Entries from a dataset:

◆ ◆ ◆ ◆ ◆ ◆ ◆

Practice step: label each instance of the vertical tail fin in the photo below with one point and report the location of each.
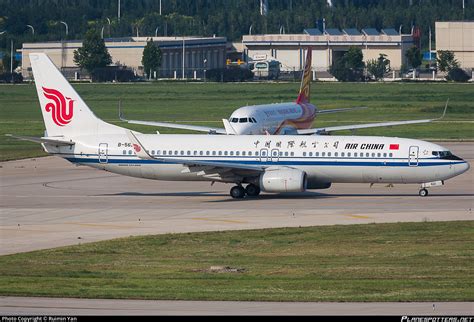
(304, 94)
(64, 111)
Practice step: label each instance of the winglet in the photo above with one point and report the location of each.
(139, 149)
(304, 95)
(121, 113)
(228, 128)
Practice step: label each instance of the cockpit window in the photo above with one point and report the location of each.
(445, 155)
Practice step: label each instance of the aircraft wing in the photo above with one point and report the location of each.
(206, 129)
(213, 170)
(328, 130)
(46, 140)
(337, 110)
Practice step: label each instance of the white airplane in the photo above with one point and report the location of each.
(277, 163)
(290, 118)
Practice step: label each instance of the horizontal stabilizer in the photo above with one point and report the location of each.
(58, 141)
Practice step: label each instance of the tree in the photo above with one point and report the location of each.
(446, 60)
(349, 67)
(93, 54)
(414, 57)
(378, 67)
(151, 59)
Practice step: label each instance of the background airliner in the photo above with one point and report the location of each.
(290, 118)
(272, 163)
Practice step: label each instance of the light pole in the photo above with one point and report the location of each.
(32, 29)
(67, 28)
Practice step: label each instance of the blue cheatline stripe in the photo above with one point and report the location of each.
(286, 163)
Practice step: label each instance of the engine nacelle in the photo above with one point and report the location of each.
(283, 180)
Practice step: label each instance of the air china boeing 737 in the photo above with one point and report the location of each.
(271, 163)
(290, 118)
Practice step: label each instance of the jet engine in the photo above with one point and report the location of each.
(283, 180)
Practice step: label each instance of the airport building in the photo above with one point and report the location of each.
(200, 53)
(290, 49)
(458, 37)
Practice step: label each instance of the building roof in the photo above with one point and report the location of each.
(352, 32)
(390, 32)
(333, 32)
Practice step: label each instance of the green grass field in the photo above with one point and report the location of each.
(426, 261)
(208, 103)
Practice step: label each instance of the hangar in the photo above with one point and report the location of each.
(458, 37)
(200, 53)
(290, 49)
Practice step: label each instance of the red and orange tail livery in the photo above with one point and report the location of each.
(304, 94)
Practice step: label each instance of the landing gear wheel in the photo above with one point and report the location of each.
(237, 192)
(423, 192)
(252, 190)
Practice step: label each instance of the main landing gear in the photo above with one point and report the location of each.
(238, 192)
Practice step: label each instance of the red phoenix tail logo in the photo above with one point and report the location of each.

◆ ◆ ◆ ◆ ◆ ◆ ◆

Directive: Copy every line above word for word, leaving the pictures out.

Answer to this problem:
Practice step: label each instance of the vertical tail fin in the photo below with one point and report the location of each.
(304, 94)
(64, 111)
Practice step: label each instance of the winglet in the photo above with one point and report the location of each.
(139, 149)
(304, 95)
(121, 113)
(228, 128)
Practice step: label each instance of the cockpit window in the photo above with one point and report the location of each.
(445, 155)
Practice step: label each instance of the aircraft wing in the photo above with one point and report the location of each.
(206, 129)
(213, 170)
(328, 130)
(46, 140)
(337, 110)
Practice step: label each instance of the white airplane in the photo above with one point and report the location of each.
(277, 163)
(290, 118)
Practice step: label each instance of the horizontal stabilizer in the photo above with one point and report the location of each.
(58, 141)
Practice step: label each instance of the tree in the photo above with one point and report the location of each.
(446, 60)
(349, 67)
(93, 54)
(414, 57)
(378, 67)
(151, 59)
Practice step: label each instance of the background airliner in the photo above with one point and report the location of each.
(290, 118)
(272, 163)
Practice step: label each instance of the light pole in the photo above with one point and report the location of each.
(32, 29)
(67, 28)
Practice step: label each instance of the blue cheatline stripe in the photo above with one point and report the location of each.
(286, 163)
Practice step: label each instance of the engine nacelle in the photo above with one point and report the location of each.
(283, 180)
Practice step: label each instance of the air china boeing 737 in the photo above with one point and report the location of each.
(271, 163)
(290, 118)
Practice step: label each instance of the jet engine in the photo above with one point and report the location of each.
(283, 180)
Practice step: label each instance of the airport building in the photo above with one point and report the location of each.
(200, 53)
(290, 49)
(458, 37)
Practice step: label each instance of the building roof in the photo above with one point and report the location of each.
(352, 32)
(390, 32)
(333, 32)
Practice step: label each instance of the green grass field in the photo above with one point and report the location of each.
(426, 261)
(208, 103)
Practice step: label each instance of the hangar in the photo above with one point and report the location of each.
(458, 37)
(200, 53)
(290, 49)
Practice step: label each instance of the red and orange tail livery in the photo above with one point and report the location of each.
(304, 94)
Practice step: label each instance of the landing gear wheel in the photo above with one point and report the location of each.
(237, 192)
(423, 192)
(252, 190)
Practice step: label each instance of the main landing gear in the photo above with one point and report the location of each.
(238, 192)
Practice step: label each instance of the red phoenix tail logo in the photo above with one point and report the location of each.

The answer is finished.